WHAT TO WORK ON: Output, word for word, every line from the line with "Where can you find the rocky cliff" through the final line of the data below.

Rows from a dataset:
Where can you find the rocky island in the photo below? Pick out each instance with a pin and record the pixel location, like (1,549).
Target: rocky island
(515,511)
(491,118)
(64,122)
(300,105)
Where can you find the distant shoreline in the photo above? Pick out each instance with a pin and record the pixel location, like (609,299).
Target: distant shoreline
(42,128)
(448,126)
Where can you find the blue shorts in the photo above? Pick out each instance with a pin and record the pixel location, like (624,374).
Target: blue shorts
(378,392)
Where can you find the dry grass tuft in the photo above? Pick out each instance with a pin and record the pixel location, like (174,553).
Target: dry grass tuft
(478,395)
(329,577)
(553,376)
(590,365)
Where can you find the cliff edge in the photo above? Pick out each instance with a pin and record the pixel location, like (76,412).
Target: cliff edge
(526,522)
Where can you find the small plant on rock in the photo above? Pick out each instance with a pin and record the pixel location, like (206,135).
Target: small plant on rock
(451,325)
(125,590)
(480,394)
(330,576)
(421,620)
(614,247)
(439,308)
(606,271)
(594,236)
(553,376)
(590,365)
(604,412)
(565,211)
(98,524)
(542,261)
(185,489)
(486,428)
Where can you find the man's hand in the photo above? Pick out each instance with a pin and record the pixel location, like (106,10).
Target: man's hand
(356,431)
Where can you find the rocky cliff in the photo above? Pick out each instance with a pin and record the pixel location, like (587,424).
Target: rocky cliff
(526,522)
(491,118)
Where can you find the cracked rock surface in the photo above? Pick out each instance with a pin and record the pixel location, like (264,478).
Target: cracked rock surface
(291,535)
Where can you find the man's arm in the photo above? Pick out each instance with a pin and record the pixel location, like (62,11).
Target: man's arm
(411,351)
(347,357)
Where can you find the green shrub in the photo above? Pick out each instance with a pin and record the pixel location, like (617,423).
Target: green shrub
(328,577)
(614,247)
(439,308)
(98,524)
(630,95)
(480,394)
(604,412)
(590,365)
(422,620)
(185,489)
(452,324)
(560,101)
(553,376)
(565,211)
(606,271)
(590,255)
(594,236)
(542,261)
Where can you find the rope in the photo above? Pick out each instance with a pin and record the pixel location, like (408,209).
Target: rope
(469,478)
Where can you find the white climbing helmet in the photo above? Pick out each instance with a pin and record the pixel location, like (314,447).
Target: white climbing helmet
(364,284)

WRITTEN ANSWER:
Where can you find the rocky cliff in the photo above? Pick out each instance with a pin and record the pixel location, like (587,424).
Target: rocky cliff
(526,522)
(491,118)
Where can you find the cracked rock surface in the photo above? Pick out each instance with a pin and record the pixel location, like (264,478).
Target: cracked rock surface
(291,535)
Where can you find the man's arm in the photo above? Pick out each instance with a pin and record the pixel location, like (62,11).
Target: man's arm
(411,351)
(347,357)
Where can you find the green shrub in the photo above? Pick out each instance with a pin and record the pixel location, like (617,423).
Target: green shrub
(328,577)
(614,247)
(439,308)
(98,524)
(630,95)
(480,394)
(604,412)
(590,365)
(422,620)
(185,489)
(452,324)
(560,101)
(553,376)
(565,211)
(606,271)
(590,255)
(594,236)
(542,261)
Where can you find the rope in the photo above? Pick out each instance with a pin and record the pixel location, like (408,209).
Target: rope
(469,478)
Where can you find the white climbing helmet in the photo above? Pick out each instance with a pin and record the pixel location, like (314,447).
Target: white climbing helmet
(364,284)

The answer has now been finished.